### Passage provided:

☆ ☆ ☆ ☆

1 Abstract
Given the many loci uncovered by genome-wide association studies (GWAS), polygenic scores have become central to the drive for genomic medicine and have spread into various areas including evolutionary studies of adaptation. While promising, these scores are fraught with issues of portability across populations, due to the mis-estimation of effect sizes and missing causal loci across populations not represented in large-scale GWAS. The poor portability of polygenic scores at first seems at odds with the view that much of common genetic variation is shared among populations (Lewontin, 1972). Here we investigate one potential cause of this discrepancy: phenotypic stabilizing selection drives the turnover of genetic variation shared between populations at causal loci. Somewhat counter-intuitively, while stabilizing selection to the same optimum phenotype leads to lower phenotypic differentiation among populations, it increases genetic differentiation at GWAS loci and reduces the portability of polygenic scores constructed for unrepresented populations. We also find that stabilizing selection can lead to potentially misleading signals of the differentiation of average polygenic scores among populations. We extend our baseline model to investigate the impact of pleiotropy, gene-by-environment interactions, and directional selection on polygenic score predictions. Our work emphasizes stabilizing selection as a null evolutionary model to understand patterns of allele frequency differentiation and its impact on polygenic score portability and differentiation.
Competing Interest Statement
The authors have declared no competing interest.

☆ ☆ ☆ ☆

### Data excerpts:
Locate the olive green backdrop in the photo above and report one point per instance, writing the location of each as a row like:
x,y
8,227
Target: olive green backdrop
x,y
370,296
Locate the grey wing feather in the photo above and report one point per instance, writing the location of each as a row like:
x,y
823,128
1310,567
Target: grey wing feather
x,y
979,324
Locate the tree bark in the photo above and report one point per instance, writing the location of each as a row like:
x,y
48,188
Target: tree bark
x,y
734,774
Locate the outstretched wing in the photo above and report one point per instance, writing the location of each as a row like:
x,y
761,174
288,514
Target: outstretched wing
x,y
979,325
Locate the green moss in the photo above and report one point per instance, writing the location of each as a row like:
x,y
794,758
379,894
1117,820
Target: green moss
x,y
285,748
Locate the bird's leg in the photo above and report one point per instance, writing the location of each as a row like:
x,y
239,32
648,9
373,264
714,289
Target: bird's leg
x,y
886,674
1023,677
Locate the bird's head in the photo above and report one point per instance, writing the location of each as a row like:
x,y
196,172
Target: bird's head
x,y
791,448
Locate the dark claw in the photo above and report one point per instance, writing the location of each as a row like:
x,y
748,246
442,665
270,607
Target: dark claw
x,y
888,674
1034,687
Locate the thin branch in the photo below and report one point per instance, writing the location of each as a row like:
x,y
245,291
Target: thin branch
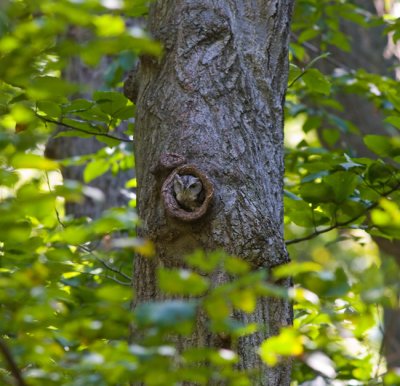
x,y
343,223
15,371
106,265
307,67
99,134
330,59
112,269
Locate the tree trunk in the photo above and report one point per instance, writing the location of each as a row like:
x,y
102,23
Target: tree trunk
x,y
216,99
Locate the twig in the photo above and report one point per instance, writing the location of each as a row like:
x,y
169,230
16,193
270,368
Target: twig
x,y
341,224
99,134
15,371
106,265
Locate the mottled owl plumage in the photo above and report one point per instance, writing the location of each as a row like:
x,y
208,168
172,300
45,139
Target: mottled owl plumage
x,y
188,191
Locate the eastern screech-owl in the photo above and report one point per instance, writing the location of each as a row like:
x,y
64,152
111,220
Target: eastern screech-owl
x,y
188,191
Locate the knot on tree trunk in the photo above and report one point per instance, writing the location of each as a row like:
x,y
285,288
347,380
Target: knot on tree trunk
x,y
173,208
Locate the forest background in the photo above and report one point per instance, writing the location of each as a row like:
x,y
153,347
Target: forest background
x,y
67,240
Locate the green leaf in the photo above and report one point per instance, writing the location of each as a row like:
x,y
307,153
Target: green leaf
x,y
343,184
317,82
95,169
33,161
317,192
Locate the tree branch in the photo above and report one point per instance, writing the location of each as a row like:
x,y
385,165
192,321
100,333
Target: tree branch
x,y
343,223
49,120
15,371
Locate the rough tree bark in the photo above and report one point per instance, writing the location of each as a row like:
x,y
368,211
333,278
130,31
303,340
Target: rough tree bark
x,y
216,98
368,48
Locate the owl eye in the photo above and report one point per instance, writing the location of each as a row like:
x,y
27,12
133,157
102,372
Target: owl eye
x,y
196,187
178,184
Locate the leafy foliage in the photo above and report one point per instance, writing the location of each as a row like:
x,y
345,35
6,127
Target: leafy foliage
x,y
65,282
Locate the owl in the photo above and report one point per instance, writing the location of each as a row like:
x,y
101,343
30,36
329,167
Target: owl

☆ ☆ ☆ ☆

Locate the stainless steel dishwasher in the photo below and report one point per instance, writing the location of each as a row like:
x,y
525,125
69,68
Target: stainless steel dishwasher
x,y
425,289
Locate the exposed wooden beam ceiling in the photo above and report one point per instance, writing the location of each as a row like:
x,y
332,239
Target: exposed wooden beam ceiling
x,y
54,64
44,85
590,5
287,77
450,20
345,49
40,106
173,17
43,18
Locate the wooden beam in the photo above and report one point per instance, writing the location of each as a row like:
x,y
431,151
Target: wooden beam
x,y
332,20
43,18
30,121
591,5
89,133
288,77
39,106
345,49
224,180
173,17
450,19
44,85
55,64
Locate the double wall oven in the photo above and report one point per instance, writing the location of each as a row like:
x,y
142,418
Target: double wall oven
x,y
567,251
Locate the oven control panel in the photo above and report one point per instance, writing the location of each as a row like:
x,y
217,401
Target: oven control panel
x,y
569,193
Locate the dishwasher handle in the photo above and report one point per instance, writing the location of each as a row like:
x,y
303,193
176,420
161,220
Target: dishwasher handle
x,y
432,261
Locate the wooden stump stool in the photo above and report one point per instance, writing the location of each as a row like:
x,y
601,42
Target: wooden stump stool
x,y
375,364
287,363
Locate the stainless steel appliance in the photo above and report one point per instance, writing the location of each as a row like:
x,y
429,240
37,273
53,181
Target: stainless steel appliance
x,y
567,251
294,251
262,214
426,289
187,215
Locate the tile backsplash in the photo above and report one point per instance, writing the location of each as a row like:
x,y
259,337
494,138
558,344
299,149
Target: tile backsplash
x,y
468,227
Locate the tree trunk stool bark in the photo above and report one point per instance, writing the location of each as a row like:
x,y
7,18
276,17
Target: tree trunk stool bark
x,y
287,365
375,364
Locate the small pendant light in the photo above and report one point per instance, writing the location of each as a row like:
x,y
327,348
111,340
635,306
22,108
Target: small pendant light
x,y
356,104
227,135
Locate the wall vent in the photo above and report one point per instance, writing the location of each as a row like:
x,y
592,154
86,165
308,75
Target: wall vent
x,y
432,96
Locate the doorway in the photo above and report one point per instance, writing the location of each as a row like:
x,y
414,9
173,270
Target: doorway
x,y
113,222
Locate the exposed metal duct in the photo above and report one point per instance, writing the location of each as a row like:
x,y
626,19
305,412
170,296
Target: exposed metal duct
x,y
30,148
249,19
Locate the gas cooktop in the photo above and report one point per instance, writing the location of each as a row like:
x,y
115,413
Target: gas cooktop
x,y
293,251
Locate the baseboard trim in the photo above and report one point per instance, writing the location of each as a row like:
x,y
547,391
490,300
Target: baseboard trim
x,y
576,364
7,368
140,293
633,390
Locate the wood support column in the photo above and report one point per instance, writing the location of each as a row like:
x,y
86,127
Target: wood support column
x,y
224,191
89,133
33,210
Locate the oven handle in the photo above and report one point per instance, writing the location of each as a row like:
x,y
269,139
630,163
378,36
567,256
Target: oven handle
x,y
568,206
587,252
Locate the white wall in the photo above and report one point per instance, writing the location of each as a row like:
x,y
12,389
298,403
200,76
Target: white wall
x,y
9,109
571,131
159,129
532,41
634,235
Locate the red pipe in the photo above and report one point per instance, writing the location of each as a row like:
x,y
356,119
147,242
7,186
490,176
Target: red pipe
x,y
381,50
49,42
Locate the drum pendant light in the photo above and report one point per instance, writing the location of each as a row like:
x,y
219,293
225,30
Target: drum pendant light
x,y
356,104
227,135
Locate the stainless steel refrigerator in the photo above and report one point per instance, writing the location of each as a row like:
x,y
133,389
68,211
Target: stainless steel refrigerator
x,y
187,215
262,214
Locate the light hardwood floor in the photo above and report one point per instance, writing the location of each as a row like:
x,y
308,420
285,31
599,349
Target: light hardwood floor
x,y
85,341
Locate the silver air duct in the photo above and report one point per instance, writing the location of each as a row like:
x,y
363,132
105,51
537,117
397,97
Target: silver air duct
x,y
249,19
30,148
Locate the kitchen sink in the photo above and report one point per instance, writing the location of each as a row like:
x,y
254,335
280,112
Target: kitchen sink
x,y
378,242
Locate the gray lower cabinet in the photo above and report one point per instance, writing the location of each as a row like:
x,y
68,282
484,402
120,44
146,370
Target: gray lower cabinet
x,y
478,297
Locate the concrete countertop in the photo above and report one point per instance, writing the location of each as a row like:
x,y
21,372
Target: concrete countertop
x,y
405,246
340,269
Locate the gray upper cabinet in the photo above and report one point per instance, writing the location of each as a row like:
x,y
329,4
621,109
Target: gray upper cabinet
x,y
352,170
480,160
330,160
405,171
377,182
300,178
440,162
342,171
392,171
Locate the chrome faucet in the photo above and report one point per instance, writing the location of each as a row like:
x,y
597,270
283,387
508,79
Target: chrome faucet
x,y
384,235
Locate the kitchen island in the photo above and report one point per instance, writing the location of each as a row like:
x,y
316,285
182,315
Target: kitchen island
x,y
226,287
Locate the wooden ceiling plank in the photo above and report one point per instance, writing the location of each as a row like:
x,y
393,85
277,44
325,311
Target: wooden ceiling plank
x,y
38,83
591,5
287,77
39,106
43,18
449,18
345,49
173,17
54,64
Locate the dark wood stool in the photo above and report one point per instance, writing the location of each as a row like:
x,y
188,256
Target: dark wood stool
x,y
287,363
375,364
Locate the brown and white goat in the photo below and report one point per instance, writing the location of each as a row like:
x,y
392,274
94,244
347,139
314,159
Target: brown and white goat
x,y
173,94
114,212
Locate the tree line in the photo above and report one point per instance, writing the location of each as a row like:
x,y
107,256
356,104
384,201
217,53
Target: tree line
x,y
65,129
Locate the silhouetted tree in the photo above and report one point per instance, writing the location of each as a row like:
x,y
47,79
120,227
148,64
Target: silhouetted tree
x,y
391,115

☆ ☆ ☆ ☆

### Task requirements:
List the three factors that the abstract on polygenic scores says the baseline model was extended to investigate.

### Result of this exercise:
Pleiotropy, gene-by-environment interactions, and directional selection.